• **EXERCISE DIRECTIONS**
The records are to be restated in their entirety, word for word.

┌─ DATA SUPPLIED

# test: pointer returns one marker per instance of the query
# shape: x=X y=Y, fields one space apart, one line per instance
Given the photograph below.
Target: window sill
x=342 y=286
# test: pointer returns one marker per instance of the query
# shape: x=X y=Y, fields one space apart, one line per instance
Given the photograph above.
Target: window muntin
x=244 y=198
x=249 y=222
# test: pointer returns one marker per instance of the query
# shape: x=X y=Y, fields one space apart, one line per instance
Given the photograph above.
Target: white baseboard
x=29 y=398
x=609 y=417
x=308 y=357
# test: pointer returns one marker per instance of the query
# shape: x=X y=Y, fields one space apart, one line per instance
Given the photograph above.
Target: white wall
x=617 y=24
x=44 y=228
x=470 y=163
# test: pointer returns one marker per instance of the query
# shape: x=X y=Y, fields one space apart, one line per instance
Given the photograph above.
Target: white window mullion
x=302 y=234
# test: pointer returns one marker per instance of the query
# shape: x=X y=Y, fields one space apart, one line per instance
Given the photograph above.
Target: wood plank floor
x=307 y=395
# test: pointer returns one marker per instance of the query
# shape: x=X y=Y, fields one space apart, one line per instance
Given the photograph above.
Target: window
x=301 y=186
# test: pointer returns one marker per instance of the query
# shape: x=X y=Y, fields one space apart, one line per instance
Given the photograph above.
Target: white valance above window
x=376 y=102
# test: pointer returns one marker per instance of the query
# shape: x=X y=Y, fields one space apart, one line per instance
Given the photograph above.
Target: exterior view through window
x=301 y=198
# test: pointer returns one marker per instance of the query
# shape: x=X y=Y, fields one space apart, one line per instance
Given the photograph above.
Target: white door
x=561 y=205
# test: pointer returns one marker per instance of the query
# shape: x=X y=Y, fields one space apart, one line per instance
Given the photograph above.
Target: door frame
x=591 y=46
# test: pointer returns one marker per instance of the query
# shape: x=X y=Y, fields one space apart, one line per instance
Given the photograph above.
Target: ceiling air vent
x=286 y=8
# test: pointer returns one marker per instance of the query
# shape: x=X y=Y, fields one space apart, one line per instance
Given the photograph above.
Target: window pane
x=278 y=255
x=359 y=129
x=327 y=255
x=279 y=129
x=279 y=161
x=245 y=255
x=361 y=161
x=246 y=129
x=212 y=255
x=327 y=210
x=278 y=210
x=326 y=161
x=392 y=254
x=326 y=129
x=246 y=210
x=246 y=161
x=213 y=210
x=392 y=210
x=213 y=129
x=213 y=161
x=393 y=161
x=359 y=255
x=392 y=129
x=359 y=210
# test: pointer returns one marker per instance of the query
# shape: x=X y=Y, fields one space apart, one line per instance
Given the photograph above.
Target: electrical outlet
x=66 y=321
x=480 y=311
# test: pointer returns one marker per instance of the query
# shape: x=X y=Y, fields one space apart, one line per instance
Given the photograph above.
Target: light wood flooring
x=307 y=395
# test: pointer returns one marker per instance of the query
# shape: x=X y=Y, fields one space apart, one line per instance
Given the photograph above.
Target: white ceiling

└─

• **WRITTEN REPLY**
# test: pointer returns one marker per instance of the query
# shape: x=X y=Y, fields one space apart, one line per instance
Given the photograph below.
Target: window sill
x=342 y=286
# test: pointer returns one marker per instance of the query
# shape: x=X y=Y, fields one space apart, one line per instance
Given the photograph above.
Target: window muntin
x=244 y=198
x=249 y=222
# test: pointer returns one marker per instance of the query
# shape: x=X y=Y, fields one space apart, one line per instance
Given the photograph above.
Target: white baseboard
x=29 y=398
x=609 y=417
x=308 y=357
# test: pointer returns one marker per instance of the query
# shape: x=X y=Y, fields one space apart, one line per instance
Given the photograph above.
Target: white wall
x=617 y=24
x=44 y=228
x=470 y=163
# test: pointer returns one marker per instance of the query
# shape: x=X y=Y, fields one space apart, one line per instance
Given the photograph above.
Target: white window mullion
x=302 y=234
# test: pointer returns one marker per instance of the query
# shape: x=X y=Y, fields one space apart, one line per instance
Given the photograph above.
Target: wood plank floor
x=307 y=395
# test: pointer returns one marker per instance of the query
# shape: x=X y=Y, fields one space apart, one line per instance
Given the photograph above.
Target: window
x=301 y=186
# test: pointer returns one marker per instance of the query
# shape: x=X y=Y, fields one space apart, one line per instance
Given the photograph above.
Target: white valance above window
x=376 y=102
# test: pointer returns one marker per instance of the query
# shape: x=X y=Y, fields one space apart, one line per instance
Given the photograph above.
Target: exterior view through window
x=301 y=198
# test: pointer returns one marker per instance of the query
# shape: x=X y=Y, fields one space apart, one line per instance
Given the photograph above.
Target: white door
x=561 y=205
# test: pointer returns one marker per instance of the query
# shape: x=X y=Y, fields one space apart, one line per instance
Given the photograph above.
Target: door frame
x=591 y=46
# test: pointer returns one marker per instance of the query
# shape: x=X y=Y, fields one space apart, one line per instance
Given the photograph above.
Target: ceiling air vent
x=286 y=8
# test: pointer returns one marker per instance of the query
# shape: x=X y=Y, fields one space apart, one line per instance
Given the photograph above.
Target: window pane
x=278 y=255
x=359 y=129
x=327 y=255
x=279 y=129
x=279 y=161
x=245 y=255
x=361 y=161
x=246 y=129
x=212 y=255
x=327 y=210
x=278 y=210
x=326 y=161
x=392 y=254
x=326 y=129
x=246 y=210
x=246 y=161
x=213 y=210
x=392 y=210
x=213 y=129
x=213 y=161
x=393 y=161
x=359 y=255
x=392 y=129
x=359 y=210
# test: pointer returns one marker per instance of the query
# shape: x=X y=Y, fields one space apart, one line per instance
Given the photograph above.
Target: electrical outlet
x=66 y=321
x=480 y=311
# test: pointer returns one marker per instance of the query
# shape: x=X y=Y, fields one space apart, one line per instance
Given the photograph above.
Target: light wood flooring
x=307 y=395
# test: pointer returns one marker per instance of the query
# shape: x=X y=Y, fields one space apart, one line per instance
Given the photograph above.
Target: white ceiling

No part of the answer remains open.